** Work to complete **
Repeat, without any change, the entries presented below.

** Provided material **
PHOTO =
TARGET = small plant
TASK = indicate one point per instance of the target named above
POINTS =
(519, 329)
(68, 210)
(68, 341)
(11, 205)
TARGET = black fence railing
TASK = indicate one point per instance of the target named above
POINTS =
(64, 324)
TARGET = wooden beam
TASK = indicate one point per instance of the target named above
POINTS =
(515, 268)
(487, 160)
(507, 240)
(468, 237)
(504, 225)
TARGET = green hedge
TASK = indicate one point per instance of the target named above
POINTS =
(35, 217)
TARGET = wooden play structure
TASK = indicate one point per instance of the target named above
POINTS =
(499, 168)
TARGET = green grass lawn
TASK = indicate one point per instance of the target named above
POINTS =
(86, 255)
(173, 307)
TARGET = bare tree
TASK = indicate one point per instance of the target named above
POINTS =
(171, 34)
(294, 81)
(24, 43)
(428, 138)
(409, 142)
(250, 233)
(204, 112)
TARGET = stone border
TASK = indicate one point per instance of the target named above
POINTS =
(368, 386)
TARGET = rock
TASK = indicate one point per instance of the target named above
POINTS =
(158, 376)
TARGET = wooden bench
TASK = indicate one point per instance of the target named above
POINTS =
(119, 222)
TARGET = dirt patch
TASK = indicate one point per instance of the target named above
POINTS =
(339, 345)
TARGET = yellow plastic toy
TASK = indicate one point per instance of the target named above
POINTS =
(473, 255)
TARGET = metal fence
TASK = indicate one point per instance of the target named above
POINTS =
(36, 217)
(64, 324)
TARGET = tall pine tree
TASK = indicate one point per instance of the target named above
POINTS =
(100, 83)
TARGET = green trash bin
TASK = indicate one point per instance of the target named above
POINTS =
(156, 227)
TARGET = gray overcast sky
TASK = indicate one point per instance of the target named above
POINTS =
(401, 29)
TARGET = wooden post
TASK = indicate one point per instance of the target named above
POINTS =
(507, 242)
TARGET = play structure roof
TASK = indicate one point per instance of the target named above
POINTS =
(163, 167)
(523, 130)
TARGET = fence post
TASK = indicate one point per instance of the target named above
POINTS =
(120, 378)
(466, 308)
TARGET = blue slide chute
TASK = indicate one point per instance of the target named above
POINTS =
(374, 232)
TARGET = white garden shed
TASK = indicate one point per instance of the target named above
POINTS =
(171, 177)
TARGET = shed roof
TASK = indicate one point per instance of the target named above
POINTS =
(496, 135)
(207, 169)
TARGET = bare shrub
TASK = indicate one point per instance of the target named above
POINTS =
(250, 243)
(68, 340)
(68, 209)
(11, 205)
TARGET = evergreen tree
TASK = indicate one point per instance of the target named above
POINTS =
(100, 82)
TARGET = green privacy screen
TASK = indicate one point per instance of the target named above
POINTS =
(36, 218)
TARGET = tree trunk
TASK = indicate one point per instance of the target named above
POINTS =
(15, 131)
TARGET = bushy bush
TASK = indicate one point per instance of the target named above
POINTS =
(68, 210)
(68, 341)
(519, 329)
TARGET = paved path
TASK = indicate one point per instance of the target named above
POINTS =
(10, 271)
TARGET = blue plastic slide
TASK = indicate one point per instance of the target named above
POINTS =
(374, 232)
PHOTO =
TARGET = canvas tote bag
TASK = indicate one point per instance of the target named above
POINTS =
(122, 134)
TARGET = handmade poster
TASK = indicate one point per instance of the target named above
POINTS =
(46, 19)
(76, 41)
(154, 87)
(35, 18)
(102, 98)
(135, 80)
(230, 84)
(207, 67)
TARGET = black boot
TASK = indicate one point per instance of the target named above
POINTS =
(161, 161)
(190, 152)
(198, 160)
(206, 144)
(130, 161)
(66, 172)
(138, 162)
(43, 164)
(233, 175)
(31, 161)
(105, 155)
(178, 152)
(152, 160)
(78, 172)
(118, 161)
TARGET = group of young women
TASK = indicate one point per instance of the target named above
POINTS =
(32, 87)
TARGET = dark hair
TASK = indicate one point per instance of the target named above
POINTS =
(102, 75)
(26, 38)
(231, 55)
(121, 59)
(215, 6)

** Solution for this exercise **
PHOTO =
TARGET = small plant
TASK = indicate one point per instance of the target named above
POINTS =
(519, 329)
(68, 210)
(68, 341)
(11, 205)
TARGET = black fence railing
TASK = indicate one point per instance of the target named above
POINTS =
(64, 324)
TARGET = wooden beam
TASK = indicate one point per instance of the target named above
POINTS =
(515, 268)
(487, 160)
(507, 240)
(468, 237)
(504, 225)
TARGET = green hedge
TASK = indicate one point per instance of the target named above
POINTS =
(35, 217)
TARGET = wooden play structure
TASK = indicate one point per instance of the target named above
POINTS =
(499, 168)
TARGET = green grass lawn
TASK = indicate one point per instance of the target named above
POINTS =
(86, 255)
(173, 307)
TARGET = bare tree
TASK = indicate one point per instance of the target named above
POINTS =
(171, 34)
(294, 81)
(24, 43)
(428, 138)
(409, 142)
(250, 233)
(204, 112)
TARGET = stone border
TASK = indicate one point per instance of the target named above
POINTS =
(368, 386)
TARGET = rock
TASK = indicate one point per instance of the target named above
POINTS =
(158, 376)
TARGET = wooden bench
TASK = indicate one point per instance of the target named above
POINTS =
(119, 222)
TARGET = dirt patch
TASK = indicate one point per instance of the target named above
POINTS =
(339, 345)
TARGET = yellow plastic toy
TASK = indicate one point per instance of the target named above
POINTS =
(473, 255)
TARGET = metal fence
TASK = indicate one point per instance of the target named above
POINTS =
(36, 217)
(64, 324)
TARGET = tall pine tree
TASK = indicate one point per instance of the target named above
POINTS =
(100, 83)
TARGET = green trash bin
TASK = indicate one point per instance of the target named above
POINTS =
(156, 227)
TARGET = gray overcast sky
TASK = indicate one point per instance of the target named above
POINTS =
(401, 29)
TARGET = wooden post
TASK = indicate one point per instance of the target named above
POINTS =
(507, 242)
TARGET = play structure roof
TASK = indicate one point per instance of the target named above
POINTS =
(163, 167)
(523, 130)
TARGET = fence post
TASK = indicate one point per instance of the target named above
POINTS =
(120, 378)
(466, 308)
TARGET = blue slide chute
TASK = indicate one point per instance of the target named above
POINTS =
(374, 232)
TARGET = white garden shed
TASK = indicate one point per instance of the target named above
POINTS =
(171, 177)
TARGET = shed roof
TASK = indicate one point per instance of the target named above
POINTS =
(496, 135)
(207, 169)
TARGET = bare shrub
TASK = indicate one point per instance of the target named above
POINTS =
(250, 243)
(68, 340)
(68, 209)
(11, 205)
TARGET = evergreen tree
TASK = indicate one point per instance of the target named above
POINTS =
(100, 82)
TARGET = green privacy screen
TASK = indicate one point per instance of the target named above
POINTS =
(36, 218)
TARGET = tree trunk
TASK = indicate one point per instance of the target named above
POINTS =
(15, 131)
TARGET = bushy bush
TASK = indicate one point per instance of the target named above
POINTS =
(68, 210)
(68, 341)
(519, 329)
TARGET = paved path
TASK = indicate one point per instance of the target named above
POINTS =
(10, 271)
TARGET = blue plastic slide
TASK = indicate one point per instance of the target named above
POINTS =
(374, 232)
PHOTO =
TARGET = canvas tote bag
TASK = indicate one point per instance of the target named above
POINTS =
(122, 134)
TARGET = handmade poster
TASK = indicate one point per instance of the target named above
POINTS =
(46, 19)
(76, 41)
(154, 87)
(35, 18)
(102, 98)
(135, 80)
(230, 84)
(207, 67)
TARGET = black boot
TASK = indicate one point per instance of the target named above
POINTS =
(161, 161)
(190, 152)
(198, 160)
(206, 144)
(130, 161)
(66, 172)
(138, 162)
(43, 164)
(233, 175)
(31, 161)
(105, 155)
(178, 152)
(152, 160)
(78, 172)
(118, 161)
TARGET = group of young women
TASK = indicate one point per instance of the target named above
POINTS =
(32, 87)
TARGET = dark hair
TASK = indicate one point per instance of the target named above
POINTS =
(102, 75)
(26, 38)
(231, 55)
(121, 59)
(215, 6)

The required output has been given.